Pages

Sunday, May 31, 2009

May'09 Disaster Recovery: Production Lost

Finally, I am able to write on the Production Server Crash that happened at 07:25 am on 14th May '09.

Our server has a 4 disk configuration for RAID5. We had encountered a disk failure couple of weeks back, which was recovered the same day. That was when our ERP Database Files had got corrupted. You can read about it here.

This time, 2 Disks of the RAID5 Configuration crashed and to survive a crash in a RAID5 setup you need minimum 3 disks running. So, everything along with the server went down. The server was hosting our Oracle Forms6i-based ERP Application as well as our Oracle ERP Database.

Initially, I was a little confident as I had my Full Database RMAN Backups available as well as last night's full database export dump file. For the disks in RAID5 Configuration, being kind of an obsolete model, we were not available to carry out the replacements. Our supplier told us that the disks may be available in the Australian Warehouse, and it would take 2-3 weeks to send it to us. As far as business continuity is concerned, there was none in place and we had to make a temporary setup available as earliest as possible. The IT Administrators immediately arranged for a Server where I could build and bring the whole ERP online. I started the Oracle Product Installation [9.2.0, and patched it to 9.2.0.8]. The Oracle Product Installation and Oracle Database creation was too slow. Literally slow, to the extent that it took almost 5-6 hours and the database creation still did not complete. The Server was a Pentium-III 1 GHz single processor, with 1 GB RAM.

Meanwhile, I found two severe concerns that would hinder the re-build/recovery of the ERP.

  1. The Application Backup was supposed to be on the DDS tapes, the tape drive of which was in-built with the production server. To access the tape drives, we would have to bring back the server, as we did not have any spare tape drive.
  2. The controlfile autobackup and spfile Backup related to the Full Database RMAN Backup were on the crashed server (which should have been on the backup location in te first place). This means that all my RMAN Backups were of no use, until the controlfile autobackup file was recovered from the crashed server's disks.
    Later, I found out that one of the batch jobs was resetting the controlfile autobackup location from "\\testdb\orcl" to "D:\ORACLE\ora92\DATABASE\...".

DIRECTIVE 1: Select each line of the listing below that contains the word "female".

Point annotation dataset records:
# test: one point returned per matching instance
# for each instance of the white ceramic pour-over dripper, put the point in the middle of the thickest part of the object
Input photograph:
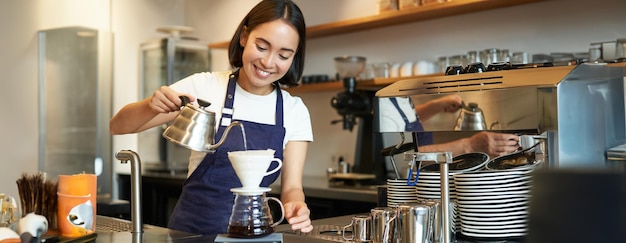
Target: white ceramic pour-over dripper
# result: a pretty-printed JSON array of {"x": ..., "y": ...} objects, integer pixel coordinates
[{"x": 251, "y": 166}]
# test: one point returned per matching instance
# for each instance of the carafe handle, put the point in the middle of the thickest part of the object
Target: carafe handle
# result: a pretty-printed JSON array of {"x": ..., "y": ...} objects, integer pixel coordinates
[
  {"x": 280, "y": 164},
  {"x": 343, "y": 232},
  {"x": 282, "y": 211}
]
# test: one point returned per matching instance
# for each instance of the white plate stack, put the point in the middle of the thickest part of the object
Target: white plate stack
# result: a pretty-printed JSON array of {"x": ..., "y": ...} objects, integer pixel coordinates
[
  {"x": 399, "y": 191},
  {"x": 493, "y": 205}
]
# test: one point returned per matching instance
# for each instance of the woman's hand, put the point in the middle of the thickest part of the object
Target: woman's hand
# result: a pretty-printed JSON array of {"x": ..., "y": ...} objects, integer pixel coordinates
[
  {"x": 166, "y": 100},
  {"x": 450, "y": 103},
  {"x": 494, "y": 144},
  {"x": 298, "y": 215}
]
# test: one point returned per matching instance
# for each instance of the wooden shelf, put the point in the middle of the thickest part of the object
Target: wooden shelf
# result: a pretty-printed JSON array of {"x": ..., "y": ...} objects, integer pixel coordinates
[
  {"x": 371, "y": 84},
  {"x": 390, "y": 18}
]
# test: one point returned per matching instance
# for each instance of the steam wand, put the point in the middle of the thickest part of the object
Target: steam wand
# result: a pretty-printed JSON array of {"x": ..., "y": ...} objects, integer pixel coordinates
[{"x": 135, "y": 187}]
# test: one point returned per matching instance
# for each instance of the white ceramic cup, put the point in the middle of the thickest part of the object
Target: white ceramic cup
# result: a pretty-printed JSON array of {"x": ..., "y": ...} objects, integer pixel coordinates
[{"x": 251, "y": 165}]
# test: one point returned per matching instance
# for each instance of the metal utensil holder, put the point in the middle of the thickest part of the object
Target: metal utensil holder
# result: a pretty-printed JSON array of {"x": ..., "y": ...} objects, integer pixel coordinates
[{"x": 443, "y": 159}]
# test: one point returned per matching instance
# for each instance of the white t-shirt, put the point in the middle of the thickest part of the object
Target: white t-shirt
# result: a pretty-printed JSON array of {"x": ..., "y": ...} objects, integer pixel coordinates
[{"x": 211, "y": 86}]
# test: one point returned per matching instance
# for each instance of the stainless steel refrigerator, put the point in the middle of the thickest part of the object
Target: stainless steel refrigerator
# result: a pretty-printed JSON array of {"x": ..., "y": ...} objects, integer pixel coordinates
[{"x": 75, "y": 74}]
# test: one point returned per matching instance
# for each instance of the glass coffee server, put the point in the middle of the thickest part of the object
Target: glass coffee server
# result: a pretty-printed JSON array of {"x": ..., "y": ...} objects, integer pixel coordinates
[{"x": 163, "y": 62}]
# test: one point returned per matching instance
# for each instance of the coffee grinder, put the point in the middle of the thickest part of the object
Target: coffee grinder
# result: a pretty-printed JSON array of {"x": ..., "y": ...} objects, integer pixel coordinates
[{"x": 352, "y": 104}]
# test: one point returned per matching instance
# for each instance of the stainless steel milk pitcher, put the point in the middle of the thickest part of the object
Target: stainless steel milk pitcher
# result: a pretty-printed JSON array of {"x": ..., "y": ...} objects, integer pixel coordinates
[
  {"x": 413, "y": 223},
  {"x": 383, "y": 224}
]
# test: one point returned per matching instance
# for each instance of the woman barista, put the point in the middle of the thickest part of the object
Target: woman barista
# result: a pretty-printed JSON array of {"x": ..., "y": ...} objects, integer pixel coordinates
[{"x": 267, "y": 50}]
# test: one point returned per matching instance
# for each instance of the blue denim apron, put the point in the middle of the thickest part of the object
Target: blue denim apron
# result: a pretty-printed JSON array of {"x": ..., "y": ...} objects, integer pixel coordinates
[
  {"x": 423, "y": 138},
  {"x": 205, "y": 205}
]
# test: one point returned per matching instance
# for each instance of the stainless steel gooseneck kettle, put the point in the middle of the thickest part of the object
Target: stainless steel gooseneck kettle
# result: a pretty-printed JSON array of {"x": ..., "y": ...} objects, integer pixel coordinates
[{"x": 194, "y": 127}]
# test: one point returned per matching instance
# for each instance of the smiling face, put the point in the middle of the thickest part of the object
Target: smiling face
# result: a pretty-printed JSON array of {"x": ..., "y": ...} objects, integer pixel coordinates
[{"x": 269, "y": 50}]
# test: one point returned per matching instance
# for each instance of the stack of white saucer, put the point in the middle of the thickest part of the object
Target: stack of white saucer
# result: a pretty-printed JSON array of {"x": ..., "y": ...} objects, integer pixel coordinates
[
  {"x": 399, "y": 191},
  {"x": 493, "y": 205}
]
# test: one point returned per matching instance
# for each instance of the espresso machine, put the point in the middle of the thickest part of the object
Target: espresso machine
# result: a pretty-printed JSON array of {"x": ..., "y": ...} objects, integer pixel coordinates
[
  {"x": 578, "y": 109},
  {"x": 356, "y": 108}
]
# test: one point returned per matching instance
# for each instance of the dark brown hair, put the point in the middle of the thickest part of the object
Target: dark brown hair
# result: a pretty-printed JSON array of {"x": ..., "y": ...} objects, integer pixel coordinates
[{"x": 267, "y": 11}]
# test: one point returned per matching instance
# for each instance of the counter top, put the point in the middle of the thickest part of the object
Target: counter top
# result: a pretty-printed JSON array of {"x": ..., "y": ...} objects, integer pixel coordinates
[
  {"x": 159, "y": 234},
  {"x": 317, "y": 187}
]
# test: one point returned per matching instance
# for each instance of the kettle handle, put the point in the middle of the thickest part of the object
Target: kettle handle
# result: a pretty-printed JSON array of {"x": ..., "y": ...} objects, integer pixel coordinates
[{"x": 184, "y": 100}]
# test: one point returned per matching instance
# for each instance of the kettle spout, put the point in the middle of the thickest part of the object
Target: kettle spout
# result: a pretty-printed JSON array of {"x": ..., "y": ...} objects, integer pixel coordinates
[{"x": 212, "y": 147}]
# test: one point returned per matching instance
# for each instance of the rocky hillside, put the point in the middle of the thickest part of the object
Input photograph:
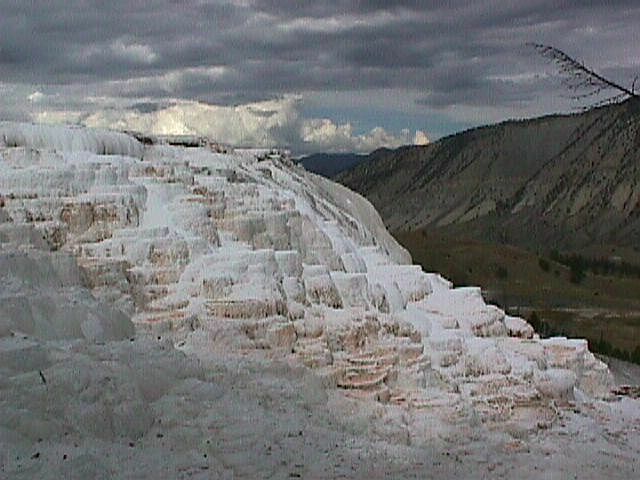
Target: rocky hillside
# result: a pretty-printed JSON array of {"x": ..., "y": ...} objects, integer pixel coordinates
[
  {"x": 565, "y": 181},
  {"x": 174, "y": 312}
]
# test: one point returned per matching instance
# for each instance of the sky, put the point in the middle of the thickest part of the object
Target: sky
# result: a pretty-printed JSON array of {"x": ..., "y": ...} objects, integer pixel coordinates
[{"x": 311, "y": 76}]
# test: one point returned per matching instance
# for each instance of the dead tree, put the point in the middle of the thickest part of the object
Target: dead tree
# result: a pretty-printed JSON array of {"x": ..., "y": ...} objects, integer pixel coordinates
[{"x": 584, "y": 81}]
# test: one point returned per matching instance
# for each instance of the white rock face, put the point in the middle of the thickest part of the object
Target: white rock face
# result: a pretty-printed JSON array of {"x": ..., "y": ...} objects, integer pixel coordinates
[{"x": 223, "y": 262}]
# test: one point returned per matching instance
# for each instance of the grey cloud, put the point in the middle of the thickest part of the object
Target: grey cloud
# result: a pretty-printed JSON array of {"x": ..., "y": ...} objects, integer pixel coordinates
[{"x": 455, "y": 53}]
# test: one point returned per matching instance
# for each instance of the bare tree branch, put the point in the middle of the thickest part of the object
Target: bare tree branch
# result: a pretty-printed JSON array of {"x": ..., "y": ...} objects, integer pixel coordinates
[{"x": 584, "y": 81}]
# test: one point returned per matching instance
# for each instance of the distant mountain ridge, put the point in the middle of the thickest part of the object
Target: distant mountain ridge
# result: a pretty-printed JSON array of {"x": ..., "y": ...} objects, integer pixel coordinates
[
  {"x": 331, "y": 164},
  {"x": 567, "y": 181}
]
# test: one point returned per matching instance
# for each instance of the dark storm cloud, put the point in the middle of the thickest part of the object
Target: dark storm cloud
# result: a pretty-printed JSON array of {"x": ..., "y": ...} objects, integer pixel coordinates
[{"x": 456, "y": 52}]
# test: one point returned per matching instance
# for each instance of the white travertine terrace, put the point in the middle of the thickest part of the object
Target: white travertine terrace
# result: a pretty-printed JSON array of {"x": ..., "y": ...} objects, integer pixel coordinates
--
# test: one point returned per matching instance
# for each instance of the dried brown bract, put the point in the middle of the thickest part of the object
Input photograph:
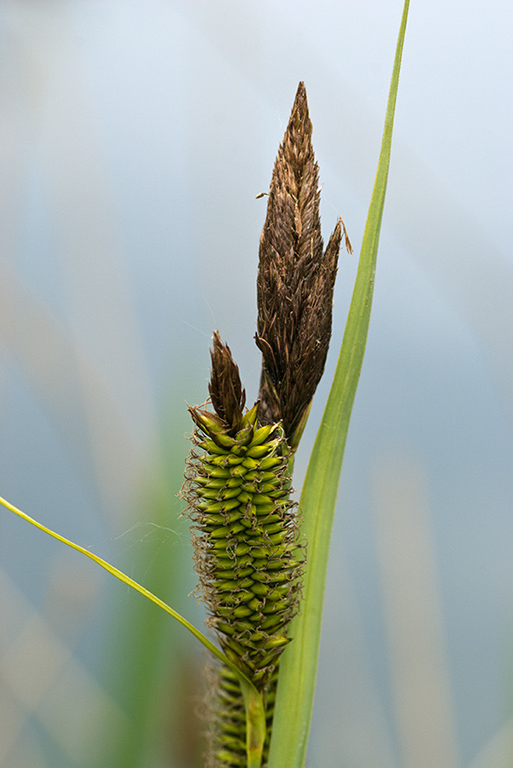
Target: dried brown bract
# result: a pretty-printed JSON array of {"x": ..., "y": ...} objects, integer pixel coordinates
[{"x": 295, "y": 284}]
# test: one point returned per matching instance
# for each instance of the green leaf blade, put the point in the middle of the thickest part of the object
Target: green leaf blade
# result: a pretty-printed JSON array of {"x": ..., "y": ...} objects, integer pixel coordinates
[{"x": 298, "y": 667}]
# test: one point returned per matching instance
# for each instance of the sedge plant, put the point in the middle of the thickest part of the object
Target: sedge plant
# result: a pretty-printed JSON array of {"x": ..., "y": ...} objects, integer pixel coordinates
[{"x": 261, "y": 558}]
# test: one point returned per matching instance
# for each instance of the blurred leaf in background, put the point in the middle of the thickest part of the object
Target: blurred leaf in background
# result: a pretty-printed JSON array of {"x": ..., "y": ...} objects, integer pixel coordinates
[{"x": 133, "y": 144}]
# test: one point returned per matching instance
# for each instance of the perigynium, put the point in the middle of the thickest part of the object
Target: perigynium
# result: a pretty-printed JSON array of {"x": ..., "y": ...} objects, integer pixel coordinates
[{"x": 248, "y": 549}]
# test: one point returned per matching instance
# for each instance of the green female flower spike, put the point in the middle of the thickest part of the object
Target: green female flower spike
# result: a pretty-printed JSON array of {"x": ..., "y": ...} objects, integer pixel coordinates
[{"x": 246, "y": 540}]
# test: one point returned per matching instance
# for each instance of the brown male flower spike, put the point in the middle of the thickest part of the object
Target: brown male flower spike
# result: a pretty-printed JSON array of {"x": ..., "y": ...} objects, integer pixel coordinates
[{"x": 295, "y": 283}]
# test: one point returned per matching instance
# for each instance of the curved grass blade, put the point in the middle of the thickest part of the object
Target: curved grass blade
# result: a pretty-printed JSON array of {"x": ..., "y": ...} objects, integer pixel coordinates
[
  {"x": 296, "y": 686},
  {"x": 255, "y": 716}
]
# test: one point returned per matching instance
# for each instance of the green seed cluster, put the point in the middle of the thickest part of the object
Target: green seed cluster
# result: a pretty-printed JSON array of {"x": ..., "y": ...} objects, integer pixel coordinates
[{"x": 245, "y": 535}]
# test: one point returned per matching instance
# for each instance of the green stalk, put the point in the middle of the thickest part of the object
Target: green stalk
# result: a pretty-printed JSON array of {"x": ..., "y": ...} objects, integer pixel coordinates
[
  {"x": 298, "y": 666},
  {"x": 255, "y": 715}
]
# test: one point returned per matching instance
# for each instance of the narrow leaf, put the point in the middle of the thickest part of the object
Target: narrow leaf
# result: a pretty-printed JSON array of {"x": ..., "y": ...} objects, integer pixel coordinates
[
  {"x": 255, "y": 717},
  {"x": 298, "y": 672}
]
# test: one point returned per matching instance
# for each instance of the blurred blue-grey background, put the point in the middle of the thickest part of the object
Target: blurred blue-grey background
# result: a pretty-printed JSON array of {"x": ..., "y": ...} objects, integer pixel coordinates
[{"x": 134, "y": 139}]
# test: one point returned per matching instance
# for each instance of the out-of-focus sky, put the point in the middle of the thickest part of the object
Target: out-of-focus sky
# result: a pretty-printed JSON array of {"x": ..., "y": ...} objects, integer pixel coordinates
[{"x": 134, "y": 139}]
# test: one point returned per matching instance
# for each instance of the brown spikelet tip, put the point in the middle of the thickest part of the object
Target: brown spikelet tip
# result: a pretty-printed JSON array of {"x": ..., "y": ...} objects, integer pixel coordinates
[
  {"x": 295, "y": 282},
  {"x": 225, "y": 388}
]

DIRECTIVE 2: Set down the part of the server crash post above starting at "Sunday, May 31, 2009" and ending at "14th May '09.".

WRITTEN REPLY 1:
# for each instance of the green female flower spike, put the point in the middle of the thickest part of the object
Target: green female flower spike

WRITTEN REPLY 2:
Sunday, May 31, 2009

May'09 Disaster Recovery: Production Lost

Finally, I am able to write on the Production Server Crash that happened at 07:25 am on 14th May '09.